WHAT TO DO: Count the lines in the items below that contain the string "sleeve", treating uppercase and lowercase letters as distinct. Give only the resulting number.

EXTRACTED INFORMATION:
---+---
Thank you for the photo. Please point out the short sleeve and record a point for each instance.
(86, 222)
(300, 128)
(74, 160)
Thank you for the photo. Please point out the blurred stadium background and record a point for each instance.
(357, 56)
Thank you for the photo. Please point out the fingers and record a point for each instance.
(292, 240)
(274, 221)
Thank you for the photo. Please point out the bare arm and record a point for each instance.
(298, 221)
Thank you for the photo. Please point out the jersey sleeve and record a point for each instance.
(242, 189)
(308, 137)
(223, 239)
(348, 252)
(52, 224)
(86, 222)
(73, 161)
---+---
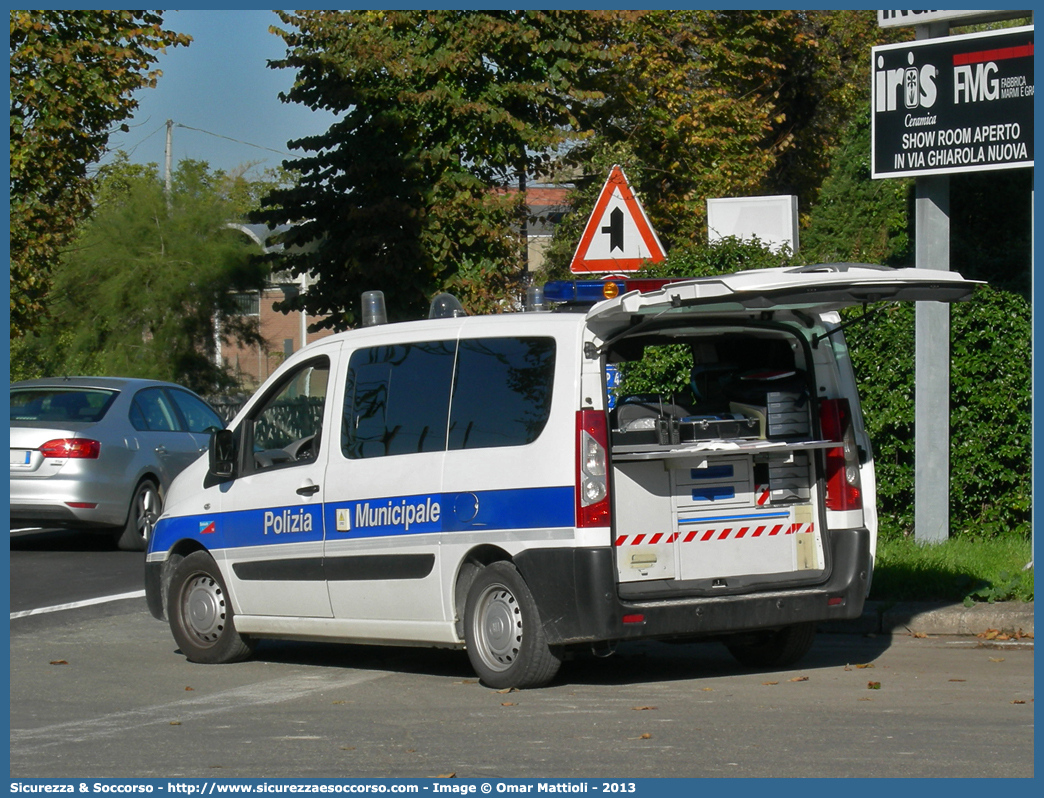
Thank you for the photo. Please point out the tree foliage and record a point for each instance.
---+---
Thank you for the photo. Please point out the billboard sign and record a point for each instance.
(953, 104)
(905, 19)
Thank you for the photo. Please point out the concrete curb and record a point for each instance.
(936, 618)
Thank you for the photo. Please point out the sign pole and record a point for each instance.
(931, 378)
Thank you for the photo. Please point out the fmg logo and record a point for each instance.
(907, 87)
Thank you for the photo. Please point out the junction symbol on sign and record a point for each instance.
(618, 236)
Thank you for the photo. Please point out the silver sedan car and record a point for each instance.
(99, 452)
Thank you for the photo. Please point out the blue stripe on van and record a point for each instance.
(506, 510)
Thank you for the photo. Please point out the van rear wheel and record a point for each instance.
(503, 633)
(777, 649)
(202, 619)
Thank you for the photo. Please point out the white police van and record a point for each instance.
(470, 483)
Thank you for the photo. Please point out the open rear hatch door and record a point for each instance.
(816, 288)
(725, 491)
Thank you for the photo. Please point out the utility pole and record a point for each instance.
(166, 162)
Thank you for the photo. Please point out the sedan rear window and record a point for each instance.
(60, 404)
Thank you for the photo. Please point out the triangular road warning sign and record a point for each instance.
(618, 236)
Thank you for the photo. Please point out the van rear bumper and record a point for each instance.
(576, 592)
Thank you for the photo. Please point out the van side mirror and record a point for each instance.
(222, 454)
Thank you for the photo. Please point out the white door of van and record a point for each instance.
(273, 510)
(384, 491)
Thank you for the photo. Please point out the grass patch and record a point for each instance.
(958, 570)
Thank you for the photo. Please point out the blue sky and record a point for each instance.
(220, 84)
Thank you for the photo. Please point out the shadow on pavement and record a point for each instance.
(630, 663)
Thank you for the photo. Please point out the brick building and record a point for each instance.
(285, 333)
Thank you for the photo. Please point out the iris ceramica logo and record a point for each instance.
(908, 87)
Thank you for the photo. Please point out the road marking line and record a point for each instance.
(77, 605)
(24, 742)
---+---
SOLUTION TO THE EXERCISE: 2